Provided text>
● ● ● ●
Ed Edwards writes:
Invaild versions are easy to figure out. THE FISHERMAN'S BIBLE isn't a vaild Bible.
Here are some that look like Bibles but are not valid Bibles::
a. The Reader's Digest Bible
b. New World Translation of the Bible (Watchtower Society) - JW bias
c. The Message by Peterson - fairly decent commentary, not a valid translation
I'm t'other Ed. And two 'Eds are better than one.
I fully agree with (a.) The
Reader's Digest Bible, IMO, is not a valid version, simply because it took a version that I might well otherwise consider a 'valid version', namely the
RSV, and "chopped out", or "condensed" out, more than half the OT and a quarter of the NT. That and that alone is enough for me not to accept it as a 'valid version,' so I fully agree, here.
I would much prefer (b.), over this one, even considering the Jehovah Witness 'slant' to the NWT. Incidentally, I do not consider the
NWT to be a 'valid version', overall, either, for the incipient bias as Ed Edwards has stated.
(c.) presents us with another option, however.
● ● ● ●
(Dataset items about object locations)

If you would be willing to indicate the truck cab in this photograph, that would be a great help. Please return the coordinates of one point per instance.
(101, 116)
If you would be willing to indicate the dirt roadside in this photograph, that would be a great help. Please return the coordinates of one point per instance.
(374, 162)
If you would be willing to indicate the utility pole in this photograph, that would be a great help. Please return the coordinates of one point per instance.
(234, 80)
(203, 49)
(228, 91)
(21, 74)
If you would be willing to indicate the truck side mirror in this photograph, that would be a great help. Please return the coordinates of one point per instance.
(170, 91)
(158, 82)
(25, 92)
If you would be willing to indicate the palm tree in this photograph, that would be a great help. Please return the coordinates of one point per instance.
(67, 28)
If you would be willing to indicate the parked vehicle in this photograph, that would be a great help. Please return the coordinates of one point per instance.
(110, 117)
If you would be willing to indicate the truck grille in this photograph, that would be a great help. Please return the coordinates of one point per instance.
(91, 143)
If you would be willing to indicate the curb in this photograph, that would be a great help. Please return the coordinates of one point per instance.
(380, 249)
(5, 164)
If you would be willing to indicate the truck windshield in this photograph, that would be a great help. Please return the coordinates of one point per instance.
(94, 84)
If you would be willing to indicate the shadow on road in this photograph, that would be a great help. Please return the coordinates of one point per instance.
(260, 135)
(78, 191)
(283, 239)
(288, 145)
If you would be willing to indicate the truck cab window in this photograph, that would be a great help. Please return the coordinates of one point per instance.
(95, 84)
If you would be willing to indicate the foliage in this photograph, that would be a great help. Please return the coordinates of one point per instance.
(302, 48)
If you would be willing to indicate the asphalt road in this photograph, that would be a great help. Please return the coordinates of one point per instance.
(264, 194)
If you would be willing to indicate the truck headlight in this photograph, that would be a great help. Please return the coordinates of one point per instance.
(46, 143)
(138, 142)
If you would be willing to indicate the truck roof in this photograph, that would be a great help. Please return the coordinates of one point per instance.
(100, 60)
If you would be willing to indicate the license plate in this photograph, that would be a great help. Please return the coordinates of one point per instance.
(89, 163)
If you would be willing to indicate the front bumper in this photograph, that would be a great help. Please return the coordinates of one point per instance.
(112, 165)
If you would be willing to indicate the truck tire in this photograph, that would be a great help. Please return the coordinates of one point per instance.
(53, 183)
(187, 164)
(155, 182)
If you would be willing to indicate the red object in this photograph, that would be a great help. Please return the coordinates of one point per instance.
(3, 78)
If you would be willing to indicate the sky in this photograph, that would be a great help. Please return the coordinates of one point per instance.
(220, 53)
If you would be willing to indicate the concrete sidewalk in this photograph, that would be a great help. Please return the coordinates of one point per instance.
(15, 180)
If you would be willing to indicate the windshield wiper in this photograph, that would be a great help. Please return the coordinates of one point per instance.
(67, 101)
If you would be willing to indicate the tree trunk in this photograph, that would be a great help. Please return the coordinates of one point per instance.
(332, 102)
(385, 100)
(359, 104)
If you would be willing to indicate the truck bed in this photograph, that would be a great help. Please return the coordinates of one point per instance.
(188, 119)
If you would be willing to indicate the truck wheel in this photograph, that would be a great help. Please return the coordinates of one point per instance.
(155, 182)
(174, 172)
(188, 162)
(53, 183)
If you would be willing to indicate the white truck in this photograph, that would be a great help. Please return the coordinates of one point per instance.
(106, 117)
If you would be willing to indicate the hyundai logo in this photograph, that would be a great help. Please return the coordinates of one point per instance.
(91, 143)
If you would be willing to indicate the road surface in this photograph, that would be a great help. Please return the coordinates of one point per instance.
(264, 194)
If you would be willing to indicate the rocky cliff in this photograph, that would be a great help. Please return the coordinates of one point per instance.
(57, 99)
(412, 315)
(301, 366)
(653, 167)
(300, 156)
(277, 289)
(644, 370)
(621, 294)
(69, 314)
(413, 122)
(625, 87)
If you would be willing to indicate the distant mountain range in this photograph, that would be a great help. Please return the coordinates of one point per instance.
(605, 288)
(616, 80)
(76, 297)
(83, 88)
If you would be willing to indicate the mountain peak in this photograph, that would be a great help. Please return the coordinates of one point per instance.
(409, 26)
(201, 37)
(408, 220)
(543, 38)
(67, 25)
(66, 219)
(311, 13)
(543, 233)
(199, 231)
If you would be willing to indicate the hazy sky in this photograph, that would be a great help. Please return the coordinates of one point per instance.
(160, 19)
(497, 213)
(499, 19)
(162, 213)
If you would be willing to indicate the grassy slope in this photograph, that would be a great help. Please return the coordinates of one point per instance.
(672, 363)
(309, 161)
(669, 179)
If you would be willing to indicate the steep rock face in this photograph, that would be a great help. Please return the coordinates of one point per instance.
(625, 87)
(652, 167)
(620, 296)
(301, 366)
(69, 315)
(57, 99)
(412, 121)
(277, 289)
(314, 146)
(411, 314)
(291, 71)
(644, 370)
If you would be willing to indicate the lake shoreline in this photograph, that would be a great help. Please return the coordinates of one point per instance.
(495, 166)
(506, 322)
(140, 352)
● ● ● ●
Actions to take>
A. Reproduce the part of the post on Bible versions that opens with the words containing "Here are some" and closes with "fully agree, here.".
B. According to the post on Bible versions, which existing version did the Reader's Digest Bible condense?
C. Pick up the post on Bible versions after its final sentence and continue writing it.

Task answers>
A.
Here are some that look like Bibles but are not valid Bibles::
a. The Reader's Digest Bible
b. New World Translation of the Bible (Watchtower Society) - JW bias
c. The Message by Peterson - fairly decent commentary, not a valid translation
I'm t'other Ed. And two 'Eds are better than one.
I fully agree with (a.) The
Reader's Digest Bible, IMO, is not a valid version, simply because it took a version that I might well otherwise consider a 'valid version', namely the
RSV, and "chopped out", or "condensed" out, more than half the OT and a quarter of the NT. That and that alone is enough for me not to accept it as a 'valid version,' so I fully agree, here.

B. The RSV.

C.
The Message is not a translation (and I do not think it claims to be a "translation"), to begin with, but a paraphrase. (The 'validity' of
The Message, is another question, however.) Hence, I consider this, along with such versions as
the 'Living' Bible and '
Phillips' as offering another completely differing scenario. I do not consider this so much as "commentary," as I would for, say, the
AMP. As to how 'valid' this one is, I suggest that it, just as every single version that has possibly been mentioned, from the most 'extremely literal' (the
YLT) to the freest paraphrase mentioned here (The
Message), to be 'valid' when any one of them, in fact, renders the Hebrew, Aramaic, and Greek, in a manner consistent with the sense and meaning of the 'original' language. By the same token, I consider any and all versions to be 'invalid' when the rendering does violence to the sense and meaning of the 'original' languages.
I am only speaking of English, here, for the only three languages I really fully comprehend and am conversant in are English, 'Redneck,' and B * _ _ S _ * _, the latter two of which I both fully recognize and hear on an almost daily basis.
How much I may speak any of the above, I will leave for some other to decide.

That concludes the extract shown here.